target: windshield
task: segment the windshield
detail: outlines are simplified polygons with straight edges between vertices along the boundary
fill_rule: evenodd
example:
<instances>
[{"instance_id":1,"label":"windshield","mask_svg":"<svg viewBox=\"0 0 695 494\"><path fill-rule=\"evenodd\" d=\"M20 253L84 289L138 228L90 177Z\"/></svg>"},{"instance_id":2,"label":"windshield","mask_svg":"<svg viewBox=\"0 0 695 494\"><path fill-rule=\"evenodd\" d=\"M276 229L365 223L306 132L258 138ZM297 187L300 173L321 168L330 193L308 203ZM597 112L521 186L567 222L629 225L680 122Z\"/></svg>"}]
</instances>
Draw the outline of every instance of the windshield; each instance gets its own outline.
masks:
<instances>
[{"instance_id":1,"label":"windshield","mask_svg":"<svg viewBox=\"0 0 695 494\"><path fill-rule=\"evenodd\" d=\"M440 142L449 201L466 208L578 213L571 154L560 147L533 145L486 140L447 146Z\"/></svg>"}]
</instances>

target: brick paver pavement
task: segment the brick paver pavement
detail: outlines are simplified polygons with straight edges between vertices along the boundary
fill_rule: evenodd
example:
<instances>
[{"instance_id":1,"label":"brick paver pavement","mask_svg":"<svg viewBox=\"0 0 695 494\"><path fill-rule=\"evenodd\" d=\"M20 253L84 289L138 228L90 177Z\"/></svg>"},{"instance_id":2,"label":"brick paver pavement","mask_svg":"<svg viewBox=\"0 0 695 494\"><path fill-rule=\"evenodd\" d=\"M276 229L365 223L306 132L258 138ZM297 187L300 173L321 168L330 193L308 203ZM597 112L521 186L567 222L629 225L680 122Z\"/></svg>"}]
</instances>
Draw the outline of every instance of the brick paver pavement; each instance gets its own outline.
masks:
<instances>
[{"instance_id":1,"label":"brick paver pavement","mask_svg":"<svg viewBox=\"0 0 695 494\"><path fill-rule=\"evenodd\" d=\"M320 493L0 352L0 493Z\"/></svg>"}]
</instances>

• [REQUIRED WORK]:
Reproduce every one of the records above, word for word and line for line.

• [RESULT]:
target: windshield
task: segment the windshield
detail: outlines are simplified polygons with straight edges between vertices along the boundary
fill_rule: evenodd
example:
<instances>
[{"instance_id":1,"label":"windshield","mask_svg":"<svg viewBox=\"0 0 695 494\"><path fill-rule=\"evenodd\" d=\"M20 253L84 289L138 228L90 177Z\"/></svg>"},{"instance_id":2,"label":"windshield","mask_svg":"<svg viewBox=\"0 0 695 494\"><path fill-rule=\"evenodd\" d=\"M276 229L365 223L306 132L258 138ZM297 187L300 173L321 168L330 193L308 203ZM597 112L521 186L567 222L629 225L680 122Z\"/></svg>"}]
</instances>
Draw the outline of every instance of the windshield; each instance gets its own outline.
masks:
<instances>
[{"instance_id":1,"label":"windshield","mask_svg":"<svg viewBox=\"0 0 695 494\"><path fill-rule=\"evenodd\" d=\"M440 142L449 201L466 208L578 213L571 154L560 147L533 145L486 140L447 146Z\"/></svg>"}]
</instances>

target: brick paver pavement
task: segment the brick paver pavement
detail: outlines are simplified polygons with straight edges between vertices along the boundary
fill_rule: evenodd
example:
<instances>
[{"instance_id":1,"label":"brick paver pavement","mask_svg":"<svg viewBox=\"0 0 695 494\"><path fill-rule=\"evenodd\" d=\"M20 253L84 289L138 228L90 177Z\"/></svg>"},{"instance_id":2,"label":"brick paver pavement","mask_svg":"<svg viewBox=\"0 0 695 494\"><path fill-rule=\"evenodd\" d=\"M276 229L365 223L306 132L258 138ZM297 187L300 173L321 168L330 193L308 203ZM597 112L521 186L567 222L629 225L680 122Z\"/></svg>"}]
</instances>
Draw the outline of every instance of the brick paver pavement; each instance gets its own outline.
masks:
<instances>
[{"instance_id":1,"label":"brick paver pavement","mask_svg":"<svg viewBox=\"0 0 695 494\"><path fill-rule=\"evenodd\" d=\"M320 493L0 352L0 493Z\"/></svg>"}]
</instances>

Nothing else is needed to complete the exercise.